• _INPUT ROWS_:
⟨
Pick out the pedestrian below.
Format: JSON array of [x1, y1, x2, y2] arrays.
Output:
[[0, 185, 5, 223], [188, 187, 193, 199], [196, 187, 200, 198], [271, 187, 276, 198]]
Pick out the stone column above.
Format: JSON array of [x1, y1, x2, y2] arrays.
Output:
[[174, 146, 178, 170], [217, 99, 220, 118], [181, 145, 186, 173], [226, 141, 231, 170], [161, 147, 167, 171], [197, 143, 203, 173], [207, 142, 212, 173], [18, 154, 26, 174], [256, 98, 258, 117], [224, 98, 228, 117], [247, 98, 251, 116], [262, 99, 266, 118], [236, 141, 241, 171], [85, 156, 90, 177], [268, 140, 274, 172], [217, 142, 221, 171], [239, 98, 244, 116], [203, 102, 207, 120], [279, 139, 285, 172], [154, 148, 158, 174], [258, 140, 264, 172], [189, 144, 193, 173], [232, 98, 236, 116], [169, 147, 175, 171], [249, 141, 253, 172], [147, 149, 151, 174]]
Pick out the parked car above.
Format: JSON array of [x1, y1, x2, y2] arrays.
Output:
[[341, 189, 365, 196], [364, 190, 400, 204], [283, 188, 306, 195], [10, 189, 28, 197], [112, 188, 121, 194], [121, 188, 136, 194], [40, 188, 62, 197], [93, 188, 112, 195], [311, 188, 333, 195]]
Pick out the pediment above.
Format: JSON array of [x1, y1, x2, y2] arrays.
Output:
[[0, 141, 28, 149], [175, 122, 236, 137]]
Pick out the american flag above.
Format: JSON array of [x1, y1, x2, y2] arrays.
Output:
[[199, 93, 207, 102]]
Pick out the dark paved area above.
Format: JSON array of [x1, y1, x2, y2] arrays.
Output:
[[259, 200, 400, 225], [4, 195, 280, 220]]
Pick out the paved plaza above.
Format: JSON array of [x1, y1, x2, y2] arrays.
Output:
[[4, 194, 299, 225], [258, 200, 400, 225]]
⟩
• _WHAT THE TASK REQUIRES_:
Reproduce all of the entries above verbatim, from the first line through the final output.

• _THE OUTPUT_:
Pick out the pedestrian below.
Format: JSON array of [x1, y1, x2, y2] arrays.
Output:
[[0, 185, 5, 223], [188, 187, 193, 199], [196, 187, 200, 198], [271, 187, 276, 198]]
Pick out the stone column above.
Format: JSON array of [x1, y1, x2, y2] arrays.
Output:
[[174, 146, 178, 170], [217, 99, 220, 118], [181, 145, 186, 173], [226, 141, 231, 170], [161, 147, 167, 171], [197, 143, 203, 173], [207, 142, 212, 173], [18, 154, 26, 174], [256, 98, 258, 117], [224, 98, 228, 117], [247, 98, 251, 116], [262, 99, 266, 118], [236, 141, 241, 171], [85, 156, 90, 177], [268, 140, 274, 172], [217, 142, 221, 171], [239, 98, 244, 116], [203, 102, 207, 120], [279, 139, 285, 172], [154, 148, 158, 174], [258, 140, 264, 172], [189, 144, 193, 173], [232, 98, 236, 116], [169, 147, 175, 171], [249, 141, 253, 172], [147, 149, 151, 174]]
Pick out the parked car above.
Format: JSON array of [x1, y1, x2, y2] arrays.
Output:
[[341, 189, 365, 196], [364, 190, 400, 204], [283, 188, 306, 195], [10, 189, 28, 197], [112, 188, 121, 194], [121, 188, 136, 194], [40, 188, 62, 197], [93, 188, 112, 195], [311, 188, 333, 195]]
Pick out the pediment above.
Format: JSON array of [x1, y1, x2, y2] arrays.
Output:
[[0, 141, 28, 149], [175, 122, 236, 137]]
Pick out the american flag above.
Format: JSON array of [x1, y1, x2, y2] arrays.
Output:
[[199, 93, 207, 102]]
Pick out the dark paved area above.
Format: JSON array of [x1, y1, x2, y2] arrays.
Output:
[[259, 200, 400, 225], [4, 195, 280, 220]]
Pick out the paved plaza above.
Format: JSON array of [x1, y1, x2, y2] arrays.
Output:
[[4, 194, 299, 225], [258, 200, 400, 225]]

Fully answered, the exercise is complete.